— start of RECORD EXTRACTS —
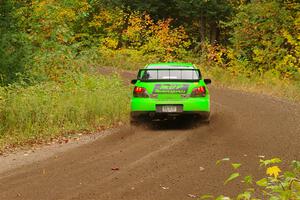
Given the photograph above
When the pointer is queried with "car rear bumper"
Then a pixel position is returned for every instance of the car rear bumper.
(189, 105)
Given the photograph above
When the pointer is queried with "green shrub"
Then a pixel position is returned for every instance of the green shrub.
(276, 185)
(80, 102)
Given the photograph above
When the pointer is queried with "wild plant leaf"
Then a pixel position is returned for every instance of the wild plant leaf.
(222, 160)
(262, 182)
(248, 179)
(296, 165)
(222, 197)
(232, 177)
(236, 165)
(271, 161)
(207, 196)
(289, 174)
(244, 196)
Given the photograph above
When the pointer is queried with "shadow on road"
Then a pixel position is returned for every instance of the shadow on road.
(186, 123)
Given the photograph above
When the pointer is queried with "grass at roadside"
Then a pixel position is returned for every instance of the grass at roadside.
(79, 102)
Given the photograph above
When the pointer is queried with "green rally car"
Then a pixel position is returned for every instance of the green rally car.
(169, 90)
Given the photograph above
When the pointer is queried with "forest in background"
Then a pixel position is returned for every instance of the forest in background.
(48, 48)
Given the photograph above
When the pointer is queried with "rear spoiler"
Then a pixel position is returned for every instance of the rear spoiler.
(144, 77)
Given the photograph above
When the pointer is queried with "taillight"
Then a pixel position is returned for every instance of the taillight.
(199, 92)
(140, 92)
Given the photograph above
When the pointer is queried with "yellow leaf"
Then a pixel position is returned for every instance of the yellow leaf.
(273, 171)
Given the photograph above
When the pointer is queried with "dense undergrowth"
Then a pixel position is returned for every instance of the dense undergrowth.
(82, 102)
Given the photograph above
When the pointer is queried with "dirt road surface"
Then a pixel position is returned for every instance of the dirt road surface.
(175, 160)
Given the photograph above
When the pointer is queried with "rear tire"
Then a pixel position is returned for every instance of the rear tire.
(206, 118)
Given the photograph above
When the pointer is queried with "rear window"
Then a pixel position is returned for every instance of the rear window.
(169, 74)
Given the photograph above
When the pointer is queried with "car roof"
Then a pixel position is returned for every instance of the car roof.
(170, 65)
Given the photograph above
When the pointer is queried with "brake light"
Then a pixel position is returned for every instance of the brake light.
(199, 92)
(140, 92)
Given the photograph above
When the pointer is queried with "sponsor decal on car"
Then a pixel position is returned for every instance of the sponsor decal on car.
(171, 88)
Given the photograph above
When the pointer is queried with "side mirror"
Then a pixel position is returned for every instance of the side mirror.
(207, 81)
(133, 81)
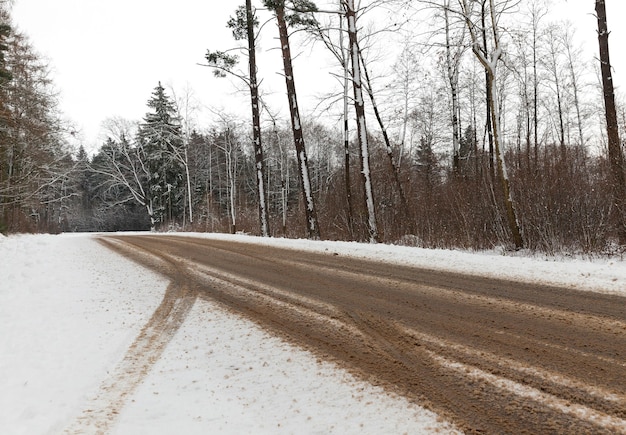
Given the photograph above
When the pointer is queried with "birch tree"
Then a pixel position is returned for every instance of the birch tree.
(489, 58)
(297, 16)
(359, 107)
(242, 26)
(616, 158)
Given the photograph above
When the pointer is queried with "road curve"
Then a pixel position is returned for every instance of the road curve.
(491, 356)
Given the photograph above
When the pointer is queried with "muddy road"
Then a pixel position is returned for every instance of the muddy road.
(491, 356)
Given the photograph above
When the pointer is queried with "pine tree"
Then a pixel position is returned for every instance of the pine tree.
(160, 137)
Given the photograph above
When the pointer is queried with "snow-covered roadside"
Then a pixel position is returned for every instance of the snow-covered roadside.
(606, 275)
(68, 313)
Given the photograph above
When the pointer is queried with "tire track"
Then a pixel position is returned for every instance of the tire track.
(491, 356)
(102, 410)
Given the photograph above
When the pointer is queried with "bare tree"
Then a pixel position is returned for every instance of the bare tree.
(242, 26)
(298, 16)
(489, 58)
(616, 158)
(359, 106)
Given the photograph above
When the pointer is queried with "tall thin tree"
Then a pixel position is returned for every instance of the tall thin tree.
(359, 107)
(616, 158)
(300, 9)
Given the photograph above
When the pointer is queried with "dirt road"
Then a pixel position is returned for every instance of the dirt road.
(491, 356)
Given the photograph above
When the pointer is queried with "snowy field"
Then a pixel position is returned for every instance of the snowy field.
(70, 309)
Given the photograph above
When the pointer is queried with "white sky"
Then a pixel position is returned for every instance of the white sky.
(107, 57)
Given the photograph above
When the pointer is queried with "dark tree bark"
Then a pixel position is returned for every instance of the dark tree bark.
(313, 231)
(616, 158)
(256, 124)
(359, 107)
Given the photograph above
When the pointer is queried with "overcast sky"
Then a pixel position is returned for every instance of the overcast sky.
(107, 56)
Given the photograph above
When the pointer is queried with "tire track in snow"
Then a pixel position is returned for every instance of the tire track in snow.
(102, 410)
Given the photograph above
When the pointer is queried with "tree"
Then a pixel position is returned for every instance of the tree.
(121, 171)
(299, 14)
(243, 25)
(616, 158)
(160, 139)
(359, 106)
(33, 158)
(489, 58)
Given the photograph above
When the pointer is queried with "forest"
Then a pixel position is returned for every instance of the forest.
(490, 129)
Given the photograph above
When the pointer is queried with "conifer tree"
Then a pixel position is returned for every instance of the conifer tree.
(160, 136)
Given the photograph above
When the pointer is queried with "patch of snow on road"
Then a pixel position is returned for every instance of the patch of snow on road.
(70, 309)
(225, 375)
(67, 315)
(600, 275)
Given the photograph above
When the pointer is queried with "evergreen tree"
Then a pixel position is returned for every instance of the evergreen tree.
(160, 137)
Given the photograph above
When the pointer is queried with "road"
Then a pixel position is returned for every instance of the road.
(491, 356)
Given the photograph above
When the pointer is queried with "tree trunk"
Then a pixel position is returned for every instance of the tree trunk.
(359, 107)
(453, 78)
(256, 125)
(388, 148)
(313, 231)
(346, 129)
(616, 158)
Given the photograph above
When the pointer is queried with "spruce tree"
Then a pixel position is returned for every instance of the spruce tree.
(160, 136)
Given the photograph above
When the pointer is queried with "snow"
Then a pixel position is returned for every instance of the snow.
(68, 315)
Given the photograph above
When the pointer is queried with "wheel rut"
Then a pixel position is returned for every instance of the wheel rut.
(491, 356)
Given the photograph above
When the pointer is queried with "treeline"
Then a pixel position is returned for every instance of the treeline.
(478, 137)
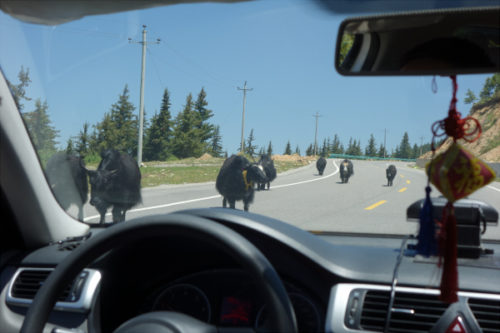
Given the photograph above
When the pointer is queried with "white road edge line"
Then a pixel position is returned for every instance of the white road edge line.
(213, 196)
(493, 188)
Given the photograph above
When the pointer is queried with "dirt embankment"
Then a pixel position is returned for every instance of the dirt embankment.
(487, 147)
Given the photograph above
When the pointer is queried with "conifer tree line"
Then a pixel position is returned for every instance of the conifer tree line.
(335, 146)
(189, 134)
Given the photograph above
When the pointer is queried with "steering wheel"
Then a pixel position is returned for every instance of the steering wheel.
(282, 317)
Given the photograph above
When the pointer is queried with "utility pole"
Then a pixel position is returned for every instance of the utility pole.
(385, 147)
(317, 115)
(421, 144)
(245, 89)
(143, 78)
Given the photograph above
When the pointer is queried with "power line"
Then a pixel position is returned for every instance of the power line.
(143, 78)
(317, 115)
(156, 68)
(245, 89)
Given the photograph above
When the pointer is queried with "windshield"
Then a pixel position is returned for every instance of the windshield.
(213, 80)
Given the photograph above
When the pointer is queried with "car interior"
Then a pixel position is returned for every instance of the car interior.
(226, 270)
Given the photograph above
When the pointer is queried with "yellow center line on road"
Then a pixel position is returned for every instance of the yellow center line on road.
(381, 202)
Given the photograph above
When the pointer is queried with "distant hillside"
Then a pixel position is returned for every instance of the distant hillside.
(487, 147)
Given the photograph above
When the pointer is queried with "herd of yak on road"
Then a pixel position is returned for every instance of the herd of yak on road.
(116, 183)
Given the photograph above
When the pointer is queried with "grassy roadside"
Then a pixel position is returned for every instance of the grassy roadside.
(192, 170)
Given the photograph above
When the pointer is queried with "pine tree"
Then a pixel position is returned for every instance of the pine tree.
(119, 128)
(69, 146)
(186, 135)
(297, 150)
(404, 150)
(250, 148)
(19, 90)
(381, 151)
(270, 149)
(206, 130)
(159, 133)
(350, 148)
(470, 98)
(415, 152)
(310, 150)
(357, 148)
(335, 146)
(288, 149)
(82, 145)
(216, 143)
(371, 148)
(125, 124)
(42, 133)
(324, 148)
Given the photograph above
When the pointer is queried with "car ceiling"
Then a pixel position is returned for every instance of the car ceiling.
(58, 12)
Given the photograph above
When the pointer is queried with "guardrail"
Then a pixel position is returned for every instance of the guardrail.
(421, 162)
(357, 157)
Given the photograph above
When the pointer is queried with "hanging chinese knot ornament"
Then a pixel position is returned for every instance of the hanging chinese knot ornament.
(456, 173)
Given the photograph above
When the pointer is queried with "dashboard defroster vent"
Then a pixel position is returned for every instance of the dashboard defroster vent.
(28, 282)
(76, 297)
(487, 313)
(411, 312)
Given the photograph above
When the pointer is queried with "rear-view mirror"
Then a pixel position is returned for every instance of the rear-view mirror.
(435, 42)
— end of RECORD EXTRACTS —
How many lines of the material above contain the string "decal"? Give only the number.

2